* Source excerpt *
CLASSIC ANIMATED ADVERTISING
February 7, 2015 posted by Jerry Beck

In Search Of The First Keebler Elf

Keebler-elvs

So this week we take a look at the origins of the famous Keebler Elves. I had this industrial film (embed below) from 1970 in my collection for years – it wasn’t already on You Tube, so I put my fading print out for all to share. It’s a supposed recreation of how the first Keebler Elf commercial was conceived and produced at the Leo Burnett Agency. Two things: 1. It’s not the first Keebler Elf spot and 2. I believe all the ad men in the film are professional actors (any help to identifying who’s who is appreciated – is that “Hi Guy” Bill Fiore as one of the singers?).

One familiar face (and voice) is Alan Reed (Fred Flintstone) as the voice of the main Elf. You’ll also hear Joe Flynn as the voice of the window washer.

* Aim of the exercise *
Extend the post about the origins of the Keebler Elves, picking up right after its final sentence.

[Data entries]
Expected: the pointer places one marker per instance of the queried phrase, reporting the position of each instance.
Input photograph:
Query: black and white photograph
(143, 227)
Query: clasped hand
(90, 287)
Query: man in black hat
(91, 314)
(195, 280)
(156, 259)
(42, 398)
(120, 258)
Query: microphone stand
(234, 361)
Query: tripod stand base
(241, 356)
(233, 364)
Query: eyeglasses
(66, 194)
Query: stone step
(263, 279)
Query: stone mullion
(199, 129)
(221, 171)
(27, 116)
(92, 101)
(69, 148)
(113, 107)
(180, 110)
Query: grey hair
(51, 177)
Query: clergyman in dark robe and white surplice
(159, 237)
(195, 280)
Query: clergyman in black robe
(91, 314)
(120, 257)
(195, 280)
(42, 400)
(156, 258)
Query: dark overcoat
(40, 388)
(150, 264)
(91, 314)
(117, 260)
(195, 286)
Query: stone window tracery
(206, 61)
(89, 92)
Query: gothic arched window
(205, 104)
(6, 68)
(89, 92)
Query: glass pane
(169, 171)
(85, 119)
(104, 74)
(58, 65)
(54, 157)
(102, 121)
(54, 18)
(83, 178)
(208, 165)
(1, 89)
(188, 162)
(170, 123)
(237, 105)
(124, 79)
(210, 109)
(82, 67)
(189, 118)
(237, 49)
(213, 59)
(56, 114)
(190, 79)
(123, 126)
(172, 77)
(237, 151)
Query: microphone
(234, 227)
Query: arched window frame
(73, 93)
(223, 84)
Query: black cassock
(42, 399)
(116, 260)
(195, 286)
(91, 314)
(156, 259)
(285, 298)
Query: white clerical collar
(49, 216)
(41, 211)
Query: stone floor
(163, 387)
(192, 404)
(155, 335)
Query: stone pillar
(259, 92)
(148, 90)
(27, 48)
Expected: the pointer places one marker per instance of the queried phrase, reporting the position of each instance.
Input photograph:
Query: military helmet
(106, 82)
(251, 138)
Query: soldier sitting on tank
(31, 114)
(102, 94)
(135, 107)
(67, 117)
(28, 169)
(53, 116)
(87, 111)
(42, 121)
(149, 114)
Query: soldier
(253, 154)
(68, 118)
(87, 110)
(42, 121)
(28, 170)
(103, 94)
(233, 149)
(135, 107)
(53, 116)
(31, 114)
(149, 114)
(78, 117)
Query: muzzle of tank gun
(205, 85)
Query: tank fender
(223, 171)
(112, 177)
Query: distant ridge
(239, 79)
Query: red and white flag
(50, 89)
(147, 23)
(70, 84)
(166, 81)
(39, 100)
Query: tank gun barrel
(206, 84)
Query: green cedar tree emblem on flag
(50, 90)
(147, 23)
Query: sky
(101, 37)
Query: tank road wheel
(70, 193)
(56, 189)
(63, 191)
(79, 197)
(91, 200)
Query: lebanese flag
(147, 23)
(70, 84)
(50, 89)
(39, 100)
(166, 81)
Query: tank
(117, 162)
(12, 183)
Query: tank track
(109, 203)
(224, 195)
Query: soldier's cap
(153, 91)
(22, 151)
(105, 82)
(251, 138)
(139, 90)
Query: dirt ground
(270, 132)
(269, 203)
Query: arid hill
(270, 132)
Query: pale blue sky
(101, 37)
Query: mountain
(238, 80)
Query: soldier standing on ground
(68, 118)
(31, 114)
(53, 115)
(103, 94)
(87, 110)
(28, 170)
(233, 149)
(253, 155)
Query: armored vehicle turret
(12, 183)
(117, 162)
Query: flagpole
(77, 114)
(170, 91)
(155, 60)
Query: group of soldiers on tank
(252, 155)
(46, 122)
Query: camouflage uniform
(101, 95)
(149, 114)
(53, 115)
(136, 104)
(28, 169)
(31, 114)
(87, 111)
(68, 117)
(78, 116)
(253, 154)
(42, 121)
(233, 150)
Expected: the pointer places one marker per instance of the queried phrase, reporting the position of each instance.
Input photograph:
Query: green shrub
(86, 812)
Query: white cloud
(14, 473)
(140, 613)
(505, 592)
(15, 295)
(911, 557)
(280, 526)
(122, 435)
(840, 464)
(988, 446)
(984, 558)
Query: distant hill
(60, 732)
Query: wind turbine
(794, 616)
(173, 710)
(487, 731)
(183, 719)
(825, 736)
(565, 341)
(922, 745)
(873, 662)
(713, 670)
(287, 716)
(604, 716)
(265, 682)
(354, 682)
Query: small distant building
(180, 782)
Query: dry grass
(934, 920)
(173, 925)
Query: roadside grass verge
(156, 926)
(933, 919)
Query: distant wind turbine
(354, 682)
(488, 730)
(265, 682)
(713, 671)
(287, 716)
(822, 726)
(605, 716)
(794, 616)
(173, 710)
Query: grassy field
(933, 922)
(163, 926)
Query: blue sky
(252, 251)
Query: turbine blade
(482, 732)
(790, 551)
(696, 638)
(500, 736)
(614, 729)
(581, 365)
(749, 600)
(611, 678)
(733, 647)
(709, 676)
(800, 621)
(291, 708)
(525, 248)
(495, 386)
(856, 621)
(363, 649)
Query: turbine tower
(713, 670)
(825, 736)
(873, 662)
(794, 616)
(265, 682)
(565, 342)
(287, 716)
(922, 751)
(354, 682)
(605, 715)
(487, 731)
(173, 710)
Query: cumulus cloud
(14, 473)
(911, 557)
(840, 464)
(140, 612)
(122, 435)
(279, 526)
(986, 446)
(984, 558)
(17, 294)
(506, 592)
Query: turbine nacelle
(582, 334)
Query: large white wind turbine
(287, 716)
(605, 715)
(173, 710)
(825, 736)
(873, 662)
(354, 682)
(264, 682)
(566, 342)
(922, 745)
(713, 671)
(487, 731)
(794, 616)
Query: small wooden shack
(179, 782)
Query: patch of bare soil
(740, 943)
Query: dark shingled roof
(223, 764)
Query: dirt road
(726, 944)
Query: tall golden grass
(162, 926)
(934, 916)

---

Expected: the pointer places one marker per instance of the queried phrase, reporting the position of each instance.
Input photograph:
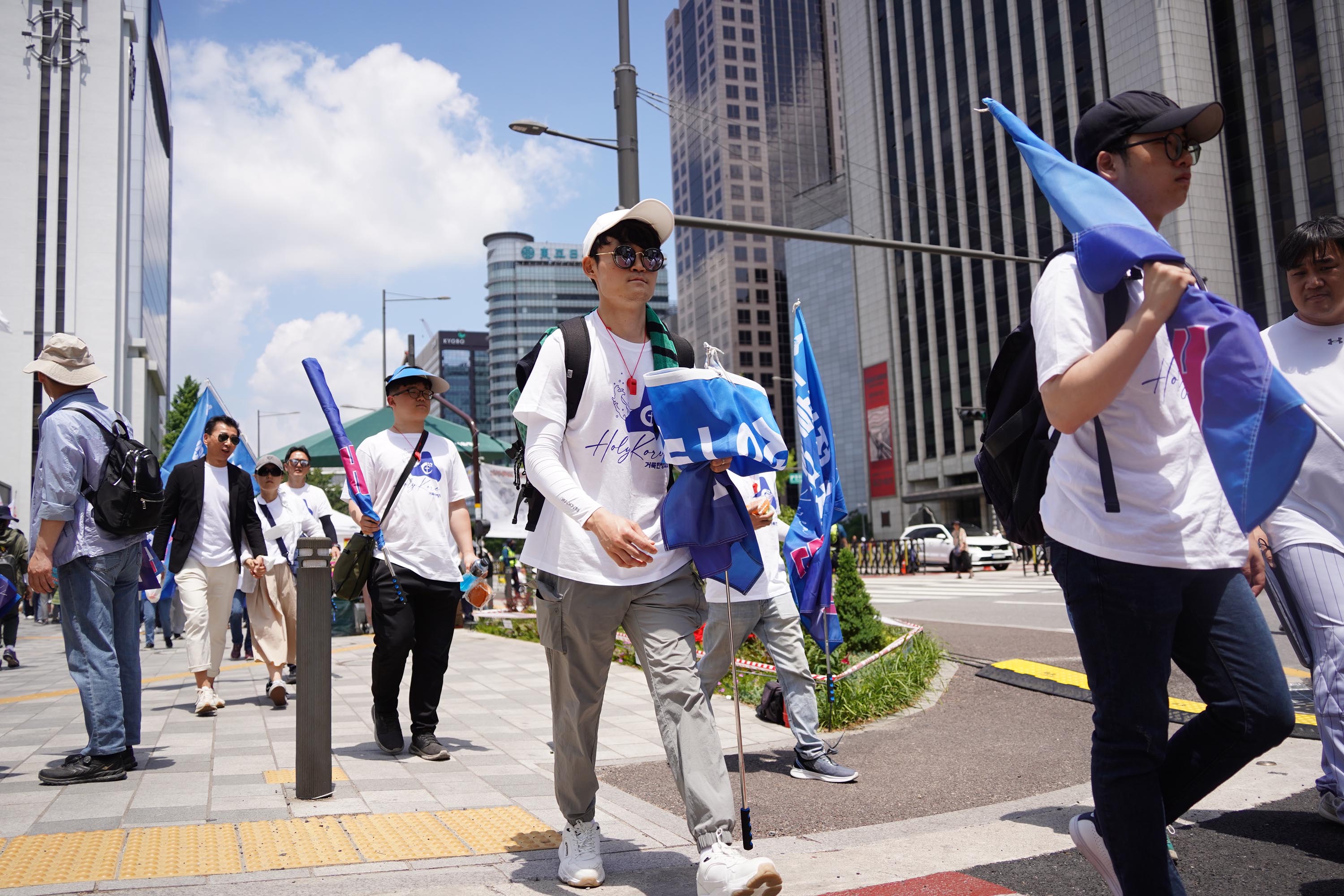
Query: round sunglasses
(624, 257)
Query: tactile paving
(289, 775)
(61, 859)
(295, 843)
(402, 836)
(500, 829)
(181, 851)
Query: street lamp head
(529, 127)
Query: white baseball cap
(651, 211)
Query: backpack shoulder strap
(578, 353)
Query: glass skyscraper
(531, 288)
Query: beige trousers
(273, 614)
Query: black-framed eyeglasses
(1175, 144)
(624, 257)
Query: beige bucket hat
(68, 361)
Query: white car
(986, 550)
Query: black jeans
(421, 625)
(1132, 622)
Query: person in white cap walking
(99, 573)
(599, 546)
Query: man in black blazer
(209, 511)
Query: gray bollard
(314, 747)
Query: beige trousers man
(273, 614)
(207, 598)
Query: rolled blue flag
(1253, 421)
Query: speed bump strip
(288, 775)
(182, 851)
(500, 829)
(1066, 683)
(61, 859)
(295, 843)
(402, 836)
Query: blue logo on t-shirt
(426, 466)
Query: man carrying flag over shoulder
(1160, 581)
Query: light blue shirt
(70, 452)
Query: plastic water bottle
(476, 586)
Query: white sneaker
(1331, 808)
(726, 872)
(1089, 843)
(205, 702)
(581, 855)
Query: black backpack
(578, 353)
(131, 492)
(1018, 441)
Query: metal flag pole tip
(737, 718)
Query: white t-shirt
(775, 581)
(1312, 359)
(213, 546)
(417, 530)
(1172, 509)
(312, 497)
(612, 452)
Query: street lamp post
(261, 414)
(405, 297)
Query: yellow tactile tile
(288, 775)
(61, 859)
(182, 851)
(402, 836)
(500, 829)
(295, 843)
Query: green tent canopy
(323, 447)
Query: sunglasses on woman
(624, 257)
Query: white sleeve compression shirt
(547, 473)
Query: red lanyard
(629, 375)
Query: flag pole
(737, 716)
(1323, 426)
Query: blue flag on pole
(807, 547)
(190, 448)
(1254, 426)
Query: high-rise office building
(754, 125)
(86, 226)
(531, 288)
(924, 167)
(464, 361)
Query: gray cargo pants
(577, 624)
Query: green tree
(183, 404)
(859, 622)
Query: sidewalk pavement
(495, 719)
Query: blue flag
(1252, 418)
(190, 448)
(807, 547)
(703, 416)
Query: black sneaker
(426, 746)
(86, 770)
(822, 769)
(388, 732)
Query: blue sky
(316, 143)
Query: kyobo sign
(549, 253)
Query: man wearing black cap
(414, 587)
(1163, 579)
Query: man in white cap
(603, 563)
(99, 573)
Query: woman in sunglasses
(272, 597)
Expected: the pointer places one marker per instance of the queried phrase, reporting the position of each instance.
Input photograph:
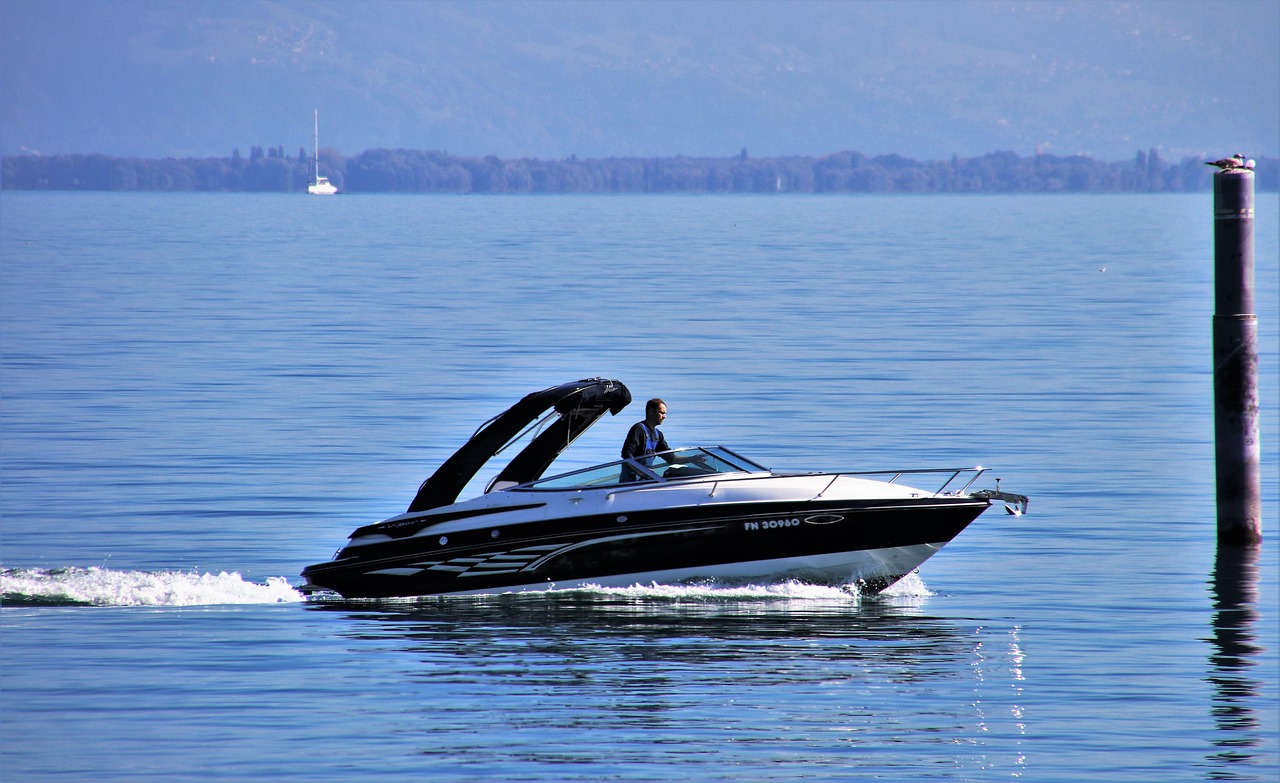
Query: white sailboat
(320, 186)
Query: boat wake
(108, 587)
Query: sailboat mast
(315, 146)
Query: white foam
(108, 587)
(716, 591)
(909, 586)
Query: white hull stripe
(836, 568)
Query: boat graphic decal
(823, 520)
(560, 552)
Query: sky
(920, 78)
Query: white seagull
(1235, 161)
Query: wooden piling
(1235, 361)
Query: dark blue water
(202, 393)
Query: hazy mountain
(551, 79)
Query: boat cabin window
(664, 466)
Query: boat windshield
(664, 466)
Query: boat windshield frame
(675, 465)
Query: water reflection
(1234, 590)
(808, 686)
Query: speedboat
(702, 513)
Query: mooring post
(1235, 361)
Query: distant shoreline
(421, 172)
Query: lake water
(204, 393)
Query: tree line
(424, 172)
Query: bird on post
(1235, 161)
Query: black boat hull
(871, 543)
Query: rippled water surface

* Task answer *
Not sure why there is a clip from The Funny Company in this – but the commercial animation is credited to Film Fair. Mike Kazaleh says “it’s a good bet that Sam Cornell did the designs (perhaps based on art by cartoonist Roger Bradfield?) and Alan Zaslove did the animation.”


Despite the above, this Keebler Elf commercial (below) seems to precede the above by at least a year or so. This spot, for Keebler Wheat Toasts and Rye Toasts crackers, features an elf here named “Ollie” voiced by Daws Butler. The animation was produced at Hanna-Barbera – Mike Kazaleh says its by Jerry Hathcock and Irv Spence.


Kazaleh did this drawing of Ernie Keebler for an agency pitch board – it’s too good not to include in this post. Print it out and color it in with crayons. Thanks Mike for this, and all your help with this post.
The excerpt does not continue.